(Object location annotation data)

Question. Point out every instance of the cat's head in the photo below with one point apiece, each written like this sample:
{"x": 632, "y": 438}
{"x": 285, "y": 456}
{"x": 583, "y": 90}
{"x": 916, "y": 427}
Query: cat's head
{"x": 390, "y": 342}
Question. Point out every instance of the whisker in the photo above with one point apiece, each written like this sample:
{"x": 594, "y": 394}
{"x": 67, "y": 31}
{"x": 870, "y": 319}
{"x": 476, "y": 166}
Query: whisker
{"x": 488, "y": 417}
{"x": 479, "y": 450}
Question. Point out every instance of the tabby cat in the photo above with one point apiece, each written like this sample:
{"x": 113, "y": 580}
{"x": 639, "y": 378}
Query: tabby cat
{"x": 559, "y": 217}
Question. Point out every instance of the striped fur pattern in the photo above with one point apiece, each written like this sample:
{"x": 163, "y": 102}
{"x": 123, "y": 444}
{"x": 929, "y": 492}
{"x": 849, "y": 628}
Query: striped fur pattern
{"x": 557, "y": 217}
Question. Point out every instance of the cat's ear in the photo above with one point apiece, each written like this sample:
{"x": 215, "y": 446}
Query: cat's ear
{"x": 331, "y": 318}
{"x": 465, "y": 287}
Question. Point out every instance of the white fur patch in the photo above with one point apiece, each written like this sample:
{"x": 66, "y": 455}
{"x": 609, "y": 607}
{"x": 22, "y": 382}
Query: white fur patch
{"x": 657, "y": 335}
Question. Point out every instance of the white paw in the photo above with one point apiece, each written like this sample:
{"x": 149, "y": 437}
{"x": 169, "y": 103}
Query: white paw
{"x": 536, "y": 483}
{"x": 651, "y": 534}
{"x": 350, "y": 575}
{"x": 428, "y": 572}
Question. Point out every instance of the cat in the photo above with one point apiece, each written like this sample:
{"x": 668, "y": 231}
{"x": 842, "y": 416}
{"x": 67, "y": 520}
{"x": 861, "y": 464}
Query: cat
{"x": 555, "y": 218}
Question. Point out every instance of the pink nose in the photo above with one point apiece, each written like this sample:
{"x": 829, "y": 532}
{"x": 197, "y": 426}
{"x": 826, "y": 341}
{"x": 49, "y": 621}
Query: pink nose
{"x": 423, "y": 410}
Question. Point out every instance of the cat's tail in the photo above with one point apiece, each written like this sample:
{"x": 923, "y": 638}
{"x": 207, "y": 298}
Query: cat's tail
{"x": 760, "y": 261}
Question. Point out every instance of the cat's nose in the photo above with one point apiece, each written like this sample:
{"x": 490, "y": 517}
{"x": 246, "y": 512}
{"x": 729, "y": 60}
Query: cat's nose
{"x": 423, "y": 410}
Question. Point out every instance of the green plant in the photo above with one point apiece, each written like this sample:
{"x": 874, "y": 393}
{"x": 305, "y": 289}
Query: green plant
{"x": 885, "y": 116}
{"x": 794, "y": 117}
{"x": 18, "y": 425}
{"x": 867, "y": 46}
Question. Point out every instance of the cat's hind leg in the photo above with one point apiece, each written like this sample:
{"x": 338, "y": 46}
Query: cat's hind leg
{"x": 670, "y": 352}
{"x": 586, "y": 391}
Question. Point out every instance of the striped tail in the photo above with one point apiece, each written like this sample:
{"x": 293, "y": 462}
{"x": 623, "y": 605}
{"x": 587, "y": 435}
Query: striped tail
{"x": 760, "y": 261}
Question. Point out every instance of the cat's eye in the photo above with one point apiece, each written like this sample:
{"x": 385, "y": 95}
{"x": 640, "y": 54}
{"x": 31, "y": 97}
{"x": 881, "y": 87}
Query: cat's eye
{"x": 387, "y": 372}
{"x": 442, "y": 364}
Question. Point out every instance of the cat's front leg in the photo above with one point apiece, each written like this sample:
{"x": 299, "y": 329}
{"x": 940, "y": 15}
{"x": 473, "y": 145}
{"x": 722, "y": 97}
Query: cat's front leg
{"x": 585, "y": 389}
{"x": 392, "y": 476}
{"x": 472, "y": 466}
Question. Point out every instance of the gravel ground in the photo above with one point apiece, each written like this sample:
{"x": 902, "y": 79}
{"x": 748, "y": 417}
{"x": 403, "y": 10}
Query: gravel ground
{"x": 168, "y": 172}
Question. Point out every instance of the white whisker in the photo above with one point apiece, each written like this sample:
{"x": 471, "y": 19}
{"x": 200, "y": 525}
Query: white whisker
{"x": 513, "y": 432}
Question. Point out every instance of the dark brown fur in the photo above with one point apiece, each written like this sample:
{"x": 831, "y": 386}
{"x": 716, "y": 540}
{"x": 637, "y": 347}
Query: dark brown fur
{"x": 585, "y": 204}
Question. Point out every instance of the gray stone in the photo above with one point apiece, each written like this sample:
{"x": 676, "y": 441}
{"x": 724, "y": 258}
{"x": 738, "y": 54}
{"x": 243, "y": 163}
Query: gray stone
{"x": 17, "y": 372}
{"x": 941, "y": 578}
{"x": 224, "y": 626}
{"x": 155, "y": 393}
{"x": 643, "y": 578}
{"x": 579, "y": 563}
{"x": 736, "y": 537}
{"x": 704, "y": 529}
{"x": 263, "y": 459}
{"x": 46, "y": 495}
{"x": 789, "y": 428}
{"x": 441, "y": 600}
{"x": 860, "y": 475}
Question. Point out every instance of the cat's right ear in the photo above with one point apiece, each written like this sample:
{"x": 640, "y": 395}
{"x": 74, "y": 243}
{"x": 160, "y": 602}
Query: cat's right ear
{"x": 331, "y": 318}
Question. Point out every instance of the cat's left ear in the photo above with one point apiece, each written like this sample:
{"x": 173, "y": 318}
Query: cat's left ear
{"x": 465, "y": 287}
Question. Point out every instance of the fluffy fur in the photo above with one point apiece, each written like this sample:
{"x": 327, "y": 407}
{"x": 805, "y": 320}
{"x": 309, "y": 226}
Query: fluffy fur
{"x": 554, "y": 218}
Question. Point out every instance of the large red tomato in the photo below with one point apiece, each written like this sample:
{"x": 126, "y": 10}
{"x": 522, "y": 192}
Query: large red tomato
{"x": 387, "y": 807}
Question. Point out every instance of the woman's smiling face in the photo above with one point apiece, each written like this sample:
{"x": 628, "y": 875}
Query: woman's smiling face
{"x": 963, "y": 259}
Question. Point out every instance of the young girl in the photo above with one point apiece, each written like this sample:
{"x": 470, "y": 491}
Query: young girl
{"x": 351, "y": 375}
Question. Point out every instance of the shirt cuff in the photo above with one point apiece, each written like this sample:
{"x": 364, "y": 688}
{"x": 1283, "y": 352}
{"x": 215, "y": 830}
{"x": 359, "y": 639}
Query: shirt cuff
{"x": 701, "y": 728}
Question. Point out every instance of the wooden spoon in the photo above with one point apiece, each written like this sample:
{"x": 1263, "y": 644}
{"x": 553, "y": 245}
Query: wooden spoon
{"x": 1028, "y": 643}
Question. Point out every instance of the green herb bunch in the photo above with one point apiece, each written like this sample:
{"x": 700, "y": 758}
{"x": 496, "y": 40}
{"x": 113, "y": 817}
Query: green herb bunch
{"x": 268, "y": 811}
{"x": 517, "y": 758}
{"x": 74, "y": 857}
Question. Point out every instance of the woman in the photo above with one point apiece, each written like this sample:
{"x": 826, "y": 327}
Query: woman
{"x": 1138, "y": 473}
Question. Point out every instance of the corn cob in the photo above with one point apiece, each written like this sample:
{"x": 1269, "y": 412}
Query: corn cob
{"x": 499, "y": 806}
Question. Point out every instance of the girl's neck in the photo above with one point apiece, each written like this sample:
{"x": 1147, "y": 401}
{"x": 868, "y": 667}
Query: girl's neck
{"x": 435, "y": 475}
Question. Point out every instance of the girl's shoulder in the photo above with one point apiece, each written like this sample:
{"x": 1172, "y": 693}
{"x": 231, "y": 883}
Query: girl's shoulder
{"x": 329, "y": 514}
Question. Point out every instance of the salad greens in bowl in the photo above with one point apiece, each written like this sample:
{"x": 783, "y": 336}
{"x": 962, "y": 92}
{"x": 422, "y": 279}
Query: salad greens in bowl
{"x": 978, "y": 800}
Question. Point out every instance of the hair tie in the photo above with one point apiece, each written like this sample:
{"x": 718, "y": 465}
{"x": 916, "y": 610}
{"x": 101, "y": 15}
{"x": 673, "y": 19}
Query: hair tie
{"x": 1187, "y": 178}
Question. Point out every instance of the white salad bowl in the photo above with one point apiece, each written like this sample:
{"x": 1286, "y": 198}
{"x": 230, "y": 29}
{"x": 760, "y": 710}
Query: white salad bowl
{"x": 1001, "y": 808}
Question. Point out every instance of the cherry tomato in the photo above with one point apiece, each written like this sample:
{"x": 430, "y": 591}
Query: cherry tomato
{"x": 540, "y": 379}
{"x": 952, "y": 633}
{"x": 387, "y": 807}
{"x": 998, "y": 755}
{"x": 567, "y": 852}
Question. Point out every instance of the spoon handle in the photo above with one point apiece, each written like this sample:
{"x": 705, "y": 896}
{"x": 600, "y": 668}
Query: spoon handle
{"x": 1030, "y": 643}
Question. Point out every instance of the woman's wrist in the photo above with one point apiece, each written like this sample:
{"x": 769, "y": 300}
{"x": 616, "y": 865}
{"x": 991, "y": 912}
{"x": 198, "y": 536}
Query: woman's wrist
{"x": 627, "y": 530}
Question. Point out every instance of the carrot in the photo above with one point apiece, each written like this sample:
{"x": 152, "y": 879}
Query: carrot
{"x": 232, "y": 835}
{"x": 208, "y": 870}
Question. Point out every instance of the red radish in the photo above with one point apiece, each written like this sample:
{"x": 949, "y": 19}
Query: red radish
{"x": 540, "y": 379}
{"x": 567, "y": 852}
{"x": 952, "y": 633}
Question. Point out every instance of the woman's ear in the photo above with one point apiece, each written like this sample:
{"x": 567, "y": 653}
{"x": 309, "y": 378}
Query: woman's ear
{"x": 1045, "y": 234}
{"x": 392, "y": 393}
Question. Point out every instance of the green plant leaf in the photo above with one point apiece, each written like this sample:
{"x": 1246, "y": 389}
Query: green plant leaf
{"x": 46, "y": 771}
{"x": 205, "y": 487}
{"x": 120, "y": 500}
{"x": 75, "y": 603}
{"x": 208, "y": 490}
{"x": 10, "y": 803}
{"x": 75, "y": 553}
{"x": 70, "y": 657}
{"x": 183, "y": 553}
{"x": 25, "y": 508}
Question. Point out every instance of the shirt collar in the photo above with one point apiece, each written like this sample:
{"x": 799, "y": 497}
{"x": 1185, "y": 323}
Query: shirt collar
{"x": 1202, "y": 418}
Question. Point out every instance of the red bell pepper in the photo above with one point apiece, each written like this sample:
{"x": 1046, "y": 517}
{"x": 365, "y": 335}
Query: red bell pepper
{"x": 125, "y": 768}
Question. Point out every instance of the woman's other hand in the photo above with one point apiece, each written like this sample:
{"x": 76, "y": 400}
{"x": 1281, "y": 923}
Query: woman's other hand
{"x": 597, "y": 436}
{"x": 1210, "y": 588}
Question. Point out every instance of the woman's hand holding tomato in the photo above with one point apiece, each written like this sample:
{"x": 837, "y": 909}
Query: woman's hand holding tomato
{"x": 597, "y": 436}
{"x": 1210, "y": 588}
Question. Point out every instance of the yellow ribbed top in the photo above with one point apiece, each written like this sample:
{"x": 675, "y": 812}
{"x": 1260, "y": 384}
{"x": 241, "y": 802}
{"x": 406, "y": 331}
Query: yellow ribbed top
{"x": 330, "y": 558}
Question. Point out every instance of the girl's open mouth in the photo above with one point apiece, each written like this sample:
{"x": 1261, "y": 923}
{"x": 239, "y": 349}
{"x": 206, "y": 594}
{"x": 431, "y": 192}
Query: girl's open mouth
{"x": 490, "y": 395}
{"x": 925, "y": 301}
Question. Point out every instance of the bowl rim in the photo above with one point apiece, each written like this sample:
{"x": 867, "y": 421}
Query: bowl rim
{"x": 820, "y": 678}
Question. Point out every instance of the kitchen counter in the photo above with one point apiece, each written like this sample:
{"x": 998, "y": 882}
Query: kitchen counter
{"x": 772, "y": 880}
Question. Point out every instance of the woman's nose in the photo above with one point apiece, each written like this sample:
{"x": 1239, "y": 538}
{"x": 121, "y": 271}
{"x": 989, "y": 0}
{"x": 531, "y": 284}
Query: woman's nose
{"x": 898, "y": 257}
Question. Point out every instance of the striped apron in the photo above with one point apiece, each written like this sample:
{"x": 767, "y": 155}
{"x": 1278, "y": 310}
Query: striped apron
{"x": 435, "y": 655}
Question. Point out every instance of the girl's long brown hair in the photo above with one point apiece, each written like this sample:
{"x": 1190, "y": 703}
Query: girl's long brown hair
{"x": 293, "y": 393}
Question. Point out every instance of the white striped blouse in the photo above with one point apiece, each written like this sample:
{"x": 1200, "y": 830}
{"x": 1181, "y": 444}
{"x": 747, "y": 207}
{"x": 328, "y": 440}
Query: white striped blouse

= Exercise goal =
Repeat the line containing "Question. Point out every instance of the striped apron" and all subsequent lines through the final line of the data, exactly and with no others.

= Solution below =
Question. Point out every instance of the striped apron in the photo above with one point apiece, each written like this sample:
{"x": 767, "y": 155}
{"x": 1278, "y": 310}
Query: striped apron
{"x": 435, "y": 655}
Question. Point out every instance of the girl's long brown hair in the photo above with one point apiece, each written like this sample:
{"x": 1190, "y": 703}
Query: girl's long brown hair
{"x": 293, "y": 393}
Question. Point out every instance of the white striped blouse in the photo above with one point apiece, each written like this sample:
{"x": 1200, "y": 830}
{"x": 1181, "y": 444}
{"x": 747, "y": 207}
{"x": 328, "y": 440}
Query: white striped blouse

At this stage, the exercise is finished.